• _Your goal_: Which lines in the records below contain the string "loader", with case counting? Copy each of those lines in full.

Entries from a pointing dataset
+++

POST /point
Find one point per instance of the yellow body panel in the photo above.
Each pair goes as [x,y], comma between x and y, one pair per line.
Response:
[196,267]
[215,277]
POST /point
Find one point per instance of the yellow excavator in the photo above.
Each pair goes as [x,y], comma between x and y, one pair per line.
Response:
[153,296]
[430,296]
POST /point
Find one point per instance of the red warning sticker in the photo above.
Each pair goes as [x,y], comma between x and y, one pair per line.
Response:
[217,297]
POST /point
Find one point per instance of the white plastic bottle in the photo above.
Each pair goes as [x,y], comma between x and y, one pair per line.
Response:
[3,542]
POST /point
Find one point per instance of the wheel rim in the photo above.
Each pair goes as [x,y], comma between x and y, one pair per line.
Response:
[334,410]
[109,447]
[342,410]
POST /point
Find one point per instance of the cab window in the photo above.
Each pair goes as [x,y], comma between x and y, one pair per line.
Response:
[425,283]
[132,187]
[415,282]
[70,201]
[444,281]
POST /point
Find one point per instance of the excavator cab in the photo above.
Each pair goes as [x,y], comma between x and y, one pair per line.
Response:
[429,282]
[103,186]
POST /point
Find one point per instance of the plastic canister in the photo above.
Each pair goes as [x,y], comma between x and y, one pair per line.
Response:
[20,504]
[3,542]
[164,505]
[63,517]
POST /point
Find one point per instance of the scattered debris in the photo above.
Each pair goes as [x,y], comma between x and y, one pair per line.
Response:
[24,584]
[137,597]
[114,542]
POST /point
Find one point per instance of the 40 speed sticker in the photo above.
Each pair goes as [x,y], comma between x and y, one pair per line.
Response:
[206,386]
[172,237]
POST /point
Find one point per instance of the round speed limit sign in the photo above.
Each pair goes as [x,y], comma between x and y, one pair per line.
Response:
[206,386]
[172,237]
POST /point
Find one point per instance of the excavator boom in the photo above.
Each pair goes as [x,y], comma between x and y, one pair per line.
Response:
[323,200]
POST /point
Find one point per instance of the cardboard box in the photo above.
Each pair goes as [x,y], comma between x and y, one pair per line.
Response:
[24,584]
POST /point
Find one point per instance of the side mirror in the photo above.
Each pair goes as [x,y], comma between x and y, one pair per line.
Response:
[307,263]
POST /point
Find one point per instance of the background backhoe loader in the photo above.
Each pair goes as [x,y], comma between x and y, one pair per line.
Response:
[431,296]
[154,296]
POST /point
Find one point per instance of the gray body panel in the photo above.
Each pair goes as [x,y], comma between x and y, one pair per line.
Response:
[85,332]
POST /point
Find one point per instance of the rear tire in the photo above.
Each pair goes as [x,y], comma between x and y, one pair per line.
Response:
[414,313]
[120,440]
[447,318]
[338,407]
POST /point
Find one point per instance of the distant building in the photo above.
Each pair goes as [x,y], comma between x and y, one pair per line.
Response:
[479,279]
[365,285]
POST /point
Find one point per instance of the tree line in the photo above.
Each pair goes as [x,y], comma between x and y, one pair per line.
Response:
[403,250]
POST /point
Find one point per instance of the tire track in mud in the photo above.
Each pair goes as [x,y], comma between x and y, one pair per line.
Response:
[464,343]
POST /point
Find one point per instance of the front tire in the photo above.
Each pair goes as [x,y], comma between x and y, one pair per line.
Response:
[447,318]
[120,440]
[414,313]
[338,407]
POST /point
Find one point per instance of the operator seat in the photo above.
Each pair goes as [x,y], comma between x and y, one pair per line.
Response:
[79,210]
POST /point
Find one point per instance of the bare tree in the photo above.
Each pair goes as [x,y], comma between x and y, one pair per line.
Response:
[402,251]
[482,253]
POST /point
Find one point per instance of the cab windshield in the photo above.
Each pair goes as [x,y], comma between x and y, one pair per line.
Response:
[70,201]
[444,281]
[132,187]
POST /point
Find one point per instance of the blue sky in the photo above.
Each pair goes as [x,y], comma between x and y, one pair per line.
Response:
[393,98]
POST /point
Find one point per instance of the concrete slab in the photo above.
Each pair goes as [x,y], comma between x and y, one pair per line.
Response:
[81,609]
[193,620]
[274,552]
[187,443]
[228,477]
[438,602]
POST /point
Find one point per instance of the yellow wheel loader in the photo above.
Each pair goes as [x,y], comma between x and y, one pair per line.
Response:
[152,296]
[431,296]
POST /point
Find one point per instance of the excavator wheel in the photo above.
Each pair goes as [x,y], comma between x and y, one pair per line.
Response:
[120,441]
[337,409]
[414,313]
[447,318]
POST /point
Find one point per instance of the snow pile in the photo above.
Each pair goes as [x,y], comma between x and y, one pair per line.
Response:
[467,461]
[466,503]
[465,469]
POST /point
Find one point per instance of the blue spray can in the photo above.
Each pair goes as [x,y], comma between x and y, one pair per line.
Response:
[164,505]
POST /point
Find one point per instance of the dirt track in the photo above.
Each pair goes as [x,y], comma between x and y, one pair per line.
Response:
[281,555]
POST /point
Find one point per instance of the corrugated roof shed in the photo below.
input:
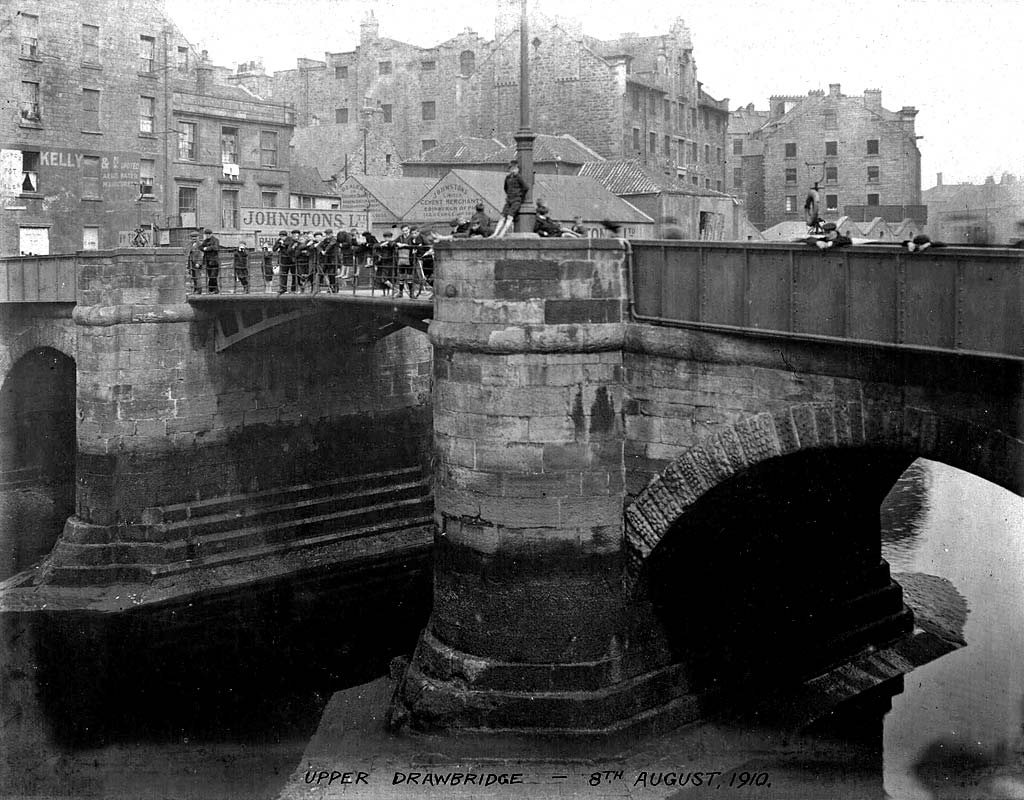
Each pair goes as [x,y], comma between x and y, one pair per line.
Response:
[397,195]
[307,180]
[628,176]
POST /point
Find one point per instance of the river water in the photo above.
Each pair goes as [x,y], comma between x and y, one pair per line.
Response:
[235,723]
[955,730]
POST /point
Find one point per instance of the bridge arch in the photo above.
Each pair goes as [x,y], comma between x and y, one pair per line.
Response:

+++

• _Written response_:
Find one point per instance of the background backhoe loader in the photo above.
Find one point per instance of the yellow wheel loader in the photo above.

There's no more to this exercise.